→ **PROBLEM**: Quote the material below verbatim, keeping every line unchanged.

→ **Dataset excerpt**:
***

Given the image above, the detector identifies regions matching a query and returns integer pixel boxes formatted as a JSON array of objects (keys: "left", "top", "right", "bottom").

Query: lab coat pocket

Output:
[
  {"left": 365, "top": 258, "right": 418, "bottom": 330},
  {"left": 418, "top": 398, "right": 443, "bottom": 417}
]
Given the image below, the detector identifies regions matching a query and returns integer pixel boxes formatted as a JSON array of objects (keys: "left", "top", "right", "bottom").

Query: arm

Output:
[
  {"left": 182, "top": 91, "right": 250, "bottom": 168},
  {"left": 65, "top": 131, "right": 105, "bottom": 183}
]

***

→ **RESPONSE TO THE EXERCISE**:
Given the image above, the detector identifies regions matching a query and returns integer pixel boxes formatted as a JSON array of objects (keys: "left", "top", "right", "bottom").

Query: lab coat pocket

Output:
[
  {"left": 365, "top": 258, "right": 418, "bottom": 330},
  {"left": 418, "top": 398, "right": 443, "bottom": 417}
]
Given the image below, the detector identifies regions matching a query and returns integer pixel boxes formatted as a JSON array of objects (keys: "left", "top", "right", "bottom").

Query: arm

Output:
[
  {"left": 182, "top": 91, "right": 250, "bottom": 168},
  {"left": 65, "top": 131, "right": 105, "bottom": 183}
]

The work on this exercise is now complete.